[RECORDS FOR THE EXERCISE]
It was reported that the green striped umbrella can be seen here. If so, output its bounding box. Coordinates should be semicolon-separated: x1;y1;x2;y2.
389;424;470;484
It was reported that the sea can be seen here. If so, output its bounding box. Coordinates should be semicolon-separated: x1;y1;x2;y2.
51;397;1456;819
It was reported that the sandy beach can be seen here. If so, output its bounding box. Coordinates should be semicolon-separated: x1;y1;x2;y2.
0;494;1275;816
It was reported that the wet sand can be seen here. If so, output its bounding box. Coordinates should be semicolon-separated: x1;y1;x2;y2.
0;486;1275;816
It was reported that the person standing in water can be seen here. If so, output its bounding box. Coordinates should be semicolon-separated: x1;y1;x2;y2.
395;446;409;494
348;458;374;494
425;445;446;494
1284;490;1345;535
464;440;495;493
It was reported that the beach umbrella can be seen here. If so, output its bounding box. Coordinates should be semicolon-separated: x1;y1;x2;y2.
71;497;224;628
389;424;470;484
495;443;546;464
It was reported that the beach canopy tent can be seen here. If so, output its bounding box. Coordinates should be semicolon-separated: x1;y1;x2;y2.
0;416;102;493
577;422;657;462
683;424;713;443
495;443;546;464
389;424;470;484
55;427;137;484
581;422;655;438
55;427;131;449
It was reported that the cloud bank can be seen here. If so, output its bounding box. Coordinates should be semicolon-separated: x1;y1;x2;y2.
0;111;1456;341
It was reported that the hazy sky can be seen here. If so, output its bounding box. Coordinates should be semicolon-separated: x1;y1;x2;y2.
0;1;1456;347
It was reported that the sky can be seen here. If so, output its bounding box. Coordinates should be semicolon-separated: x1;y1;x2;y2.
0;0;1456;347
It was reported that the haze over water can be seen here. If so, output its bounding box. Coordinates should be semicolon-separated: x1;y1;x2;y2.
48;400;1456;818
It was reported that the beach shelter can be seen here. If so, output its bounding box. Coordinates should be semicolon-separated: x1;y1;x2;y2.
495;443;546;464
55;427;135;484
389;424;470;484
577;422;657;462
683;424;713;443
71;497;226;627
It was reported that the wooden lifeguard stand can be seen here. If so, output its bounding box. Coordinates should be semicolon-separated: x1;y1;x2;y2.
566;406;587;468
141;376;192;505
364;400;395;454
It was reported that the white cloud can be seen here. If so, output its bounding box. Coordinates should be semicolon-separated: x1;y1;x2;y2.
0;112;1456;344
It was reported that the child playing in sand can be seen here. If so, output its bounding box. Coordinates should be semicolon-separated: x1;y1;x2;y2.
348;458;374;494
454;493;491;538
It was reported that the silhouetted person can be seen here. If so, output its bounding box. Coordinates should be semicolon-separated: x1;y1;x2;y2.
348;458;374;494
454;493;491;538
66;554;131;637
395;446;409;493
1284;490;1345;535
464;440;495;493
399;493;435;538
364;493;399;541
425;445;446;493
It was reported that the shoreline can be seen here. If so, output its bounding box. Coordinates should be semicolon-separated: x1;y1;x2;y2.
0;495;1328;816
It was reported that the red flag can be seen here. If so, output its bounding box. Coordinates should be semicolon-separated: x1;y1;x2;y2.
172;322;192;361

--

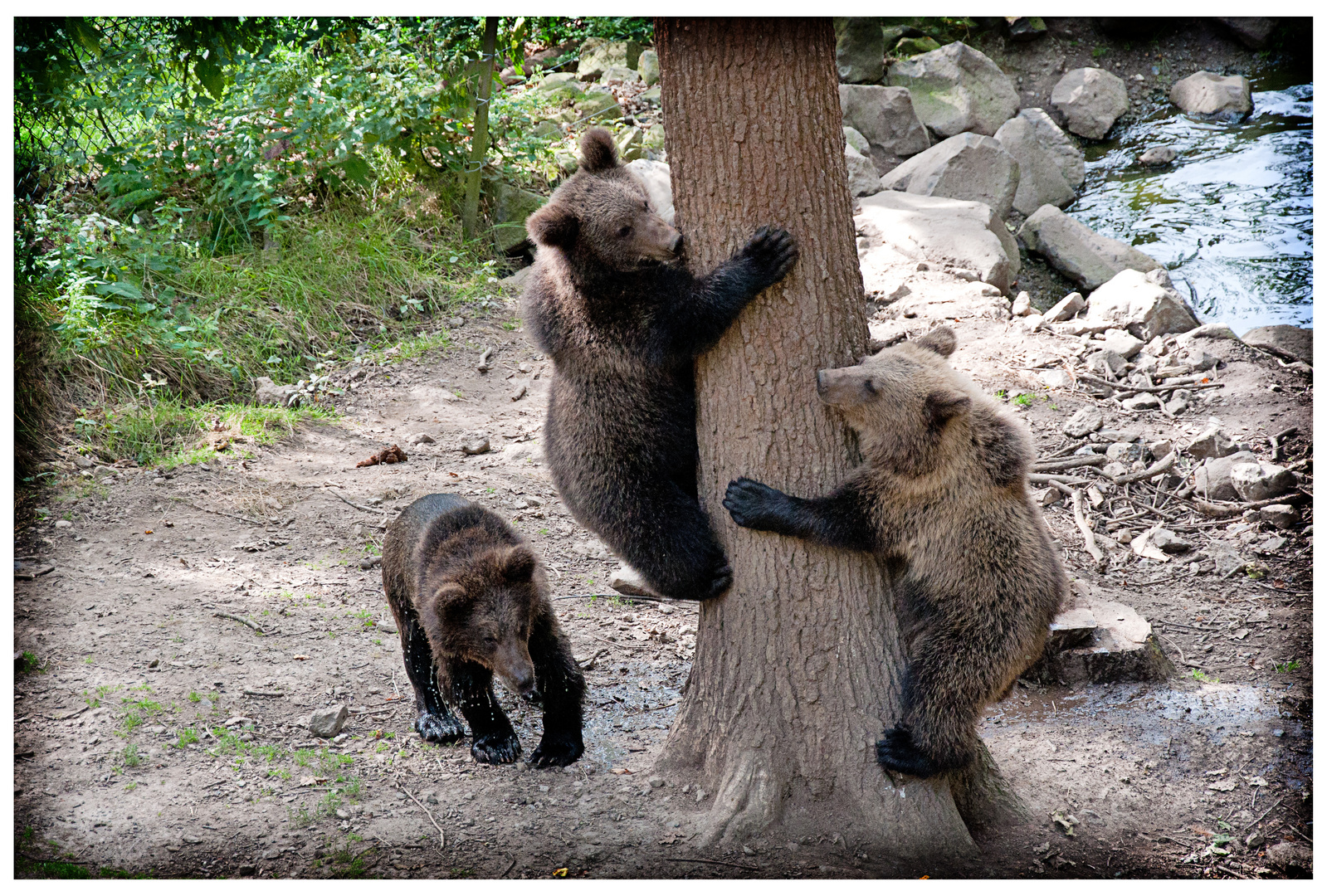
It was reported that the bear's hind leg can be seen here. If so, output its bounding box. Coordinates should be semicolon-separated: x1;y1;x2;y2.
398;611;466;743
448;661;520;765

* * *

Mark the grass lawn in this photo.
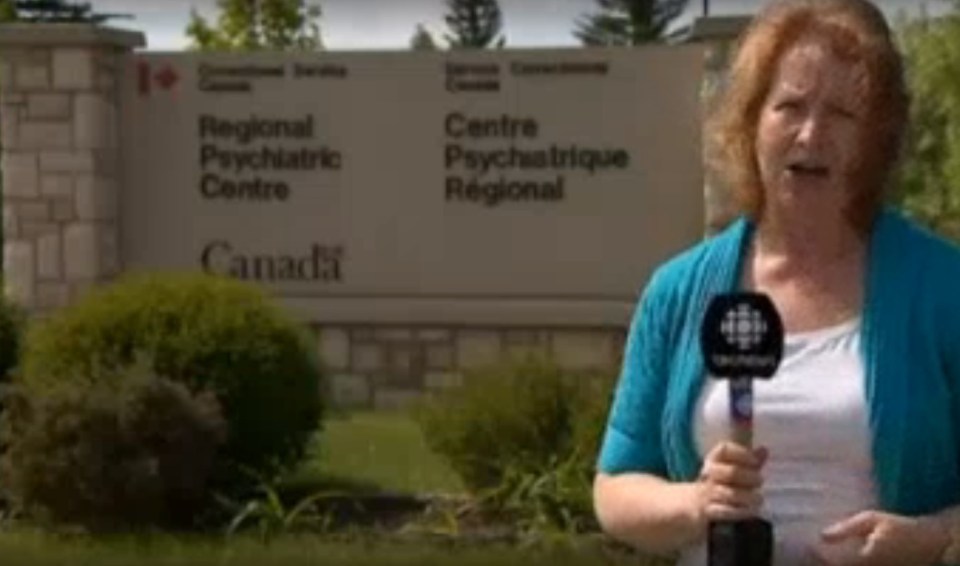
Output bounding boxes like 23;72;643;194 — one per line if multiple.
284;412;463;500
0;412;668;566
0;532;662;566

[OBJECTIVE]
Write out the material from the line that contains "Mark the grass lawn in this photo." through the line that contains "0;532;662;566", including both of those lines, with the pictures left out.

[EXERCISE SOLUTION]
Mark the grass lawn in this photo.
Output bounding boxes like 23;72;643;194 — one per line if multiple.
284;412;463;500
0;412;668;566
0;532;662;566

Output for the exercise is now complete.